■ TASKS TO CARRY OUT ■
1. According to the Andrew McGonigle article below, which gas is the first to be released as magma rises?
2. Please continue the Andrew McGonigle article below from its last sentence.

■ QUOTED PASSAGE ■
━━━━━━━━━━━━━━━━━━━━
Andrew McGonigle

Andrew McGonigle is a Scottish physicist and volcanologist in the process of developing a model helicopter that can measure gases released before a volcanic eruption. This could provide enough data to predict eruptions
Natalie Hoare spoke to him in Dubai, where he was presented with a US$100,000 prize at the biennial Rolex Awards for Enterprise

By monitoring the gases released underground, we can find out about the magmas, which can help us with forecasting. As magma rises, there’s a decrease in pressure, causing various gases to be released. Carbon dioxide is the first out, usually when the magma reaches about ten kilometres [below the surface]. If you can measure this gas when it reaches this mark, then we have an early means of inferring that the magma will reach the surface and an eruption is probably imminent.

Remote-controlled helicopters provide a potentially new and exciting way of doing things. [In the past], this measurement has been very difficult to make, as there’s a high concentration of CO2 in the background atmosphere. [To eliminate this], you can either deploy highly sensitive sensors on the crater rim, or you mount the payload on a remote-controlled helicopter, as we’ve been doing, and fly it into the gas plume.
━━━━━━━━━━━━━━━━━━━━
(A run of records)
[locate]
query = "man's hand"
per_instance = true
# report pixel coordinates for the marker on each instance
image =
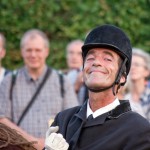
(55, 141)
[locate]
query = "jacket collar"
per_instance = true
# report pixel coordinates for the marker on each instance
(120, 110)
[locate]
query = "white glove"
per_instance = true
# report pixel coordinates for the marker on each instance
(55, 141)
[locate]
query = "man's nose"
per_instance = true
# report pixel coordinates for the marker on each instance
(97, 62)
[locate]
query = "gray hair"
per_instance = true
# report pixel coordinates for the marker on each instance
(32, 34)
(144, 55)
(3, 40)
(74, 42)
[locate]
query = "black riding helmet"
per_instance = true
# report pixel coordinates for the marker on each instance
(112, 37)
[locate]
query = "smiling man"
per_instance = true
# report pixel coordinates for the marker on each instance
(103, 122)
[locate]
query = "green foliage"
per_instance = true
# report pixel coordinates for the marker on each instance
(65, 20)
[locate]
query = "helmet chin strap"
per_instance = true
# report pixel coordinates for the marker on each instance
(116, 82)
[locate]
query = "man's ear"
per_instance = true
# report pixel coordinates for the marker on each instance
(2, 53)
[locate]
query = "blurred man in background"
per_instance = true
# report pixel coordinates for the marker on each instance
(3, 71)
(34, 97)
(138, 90)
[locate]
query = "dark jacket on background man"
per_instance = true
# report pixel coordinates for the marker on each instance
(119, 129)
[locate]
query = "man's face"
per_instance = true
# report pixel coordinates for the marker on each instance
(34, 53)
(100, 68)
(138, 68)
(74, 56)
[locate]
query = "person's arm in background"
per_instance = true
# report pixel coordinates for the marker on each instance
(5, 113)
(39, 143)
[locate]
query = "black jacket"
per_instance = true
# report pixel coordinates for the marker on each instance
(119, 129)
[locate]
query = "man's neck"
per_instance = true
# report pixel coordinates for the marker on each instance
(101, 99)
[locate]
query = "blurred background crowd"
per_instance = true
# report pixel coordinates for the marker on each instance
(44, 38)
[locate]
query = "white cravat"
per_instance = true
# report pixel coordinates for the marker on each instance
(102, 110)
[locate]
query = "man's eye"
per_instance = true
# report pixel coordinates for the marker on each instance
(107, 59)
(90, 58)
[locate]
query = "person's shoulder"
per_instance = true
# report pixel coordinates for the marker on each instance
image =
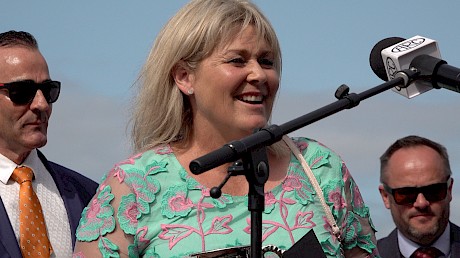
(153, 156)
(70, 173)
(312, 146)
(64, 172)
(388, 243)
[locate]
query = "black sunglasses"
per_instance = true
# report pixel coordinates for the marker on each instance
(23, 92)
(408, 195)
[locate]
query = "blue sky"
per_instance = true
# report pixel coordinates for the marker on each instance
(97, 48)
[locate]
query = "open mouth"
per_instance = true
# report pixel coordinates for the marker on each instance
(251, 99)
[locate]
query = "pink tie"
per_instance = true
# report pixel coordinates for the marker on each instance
(33, 238)
(427, 252)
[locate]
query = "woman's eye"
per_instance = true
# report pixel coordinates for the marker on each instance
(237, 60)
(266, 62)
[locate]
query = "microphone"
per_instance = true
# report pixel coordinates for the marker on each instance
(419, 54)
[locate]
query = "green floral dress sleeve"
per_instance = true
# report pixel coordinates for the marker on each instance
(108, 226)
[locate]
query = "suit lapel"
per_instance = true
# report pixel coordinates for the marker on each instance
━━━━━━━━━━━━━━━━━━━━
■ THE ANSWERS ■
1. Carbon dioxide, usually when the magma reaches about ten kilometers below the surface.

2.
We’ve known about the relationship between CO2 and eruptions for some time, but this is probably the first serious experimental validation of that theoretical concept. We’re extending that by enabling the measurement to be made from the helicopter, without anyone having to go near the crater rim.

British remote-controlled helicopter champion Dave Fisher has been piloting the model, which has a bunch of equipment strapped to it and requires great skill to fly. So far, we’ve proved the concept in the most cost-effective way using an off-the-shelf model that has a range of a few hundred metres. The next step is to see if we can make the measurements using a model that anyone can fly. The prize money will enable us to buy a future-generation helicopter that has a flight interface that can be programmed to fly to various GPS co-ordinates or navigated manually.

Six hundred million people worldwide are viewed to be living close enough to a potentially active volcano that if it goes off, they could be at risk. Every year, between 50 and 70 volcanoes go off, and at any one time, there are between 20 and 30 going off around the world. To give a rough, ball-park figure, 100,000 people die from volcanic activity every century.
 
The inspiration for the project came from one of my colleagues, Dr Andy Hodson [a glaciologist at the University of Sheffield], who was mapping glaciers, looking for things called cryoconites, which are little organisms that live on the ice. His original work used a model helicopter to fly up and down a glacier to map how much of this stuff there is on it.

At school, I loved physics and geography. I did my undergraduate degree in physics, but by the time I did my PhD, I really wanted to get into geography, which is such an odd thing for a physicist to want to do. I really wanted to get involved in something environmental, so I developed lasers for monitoring pollution in the atmosphere [spectroscopy].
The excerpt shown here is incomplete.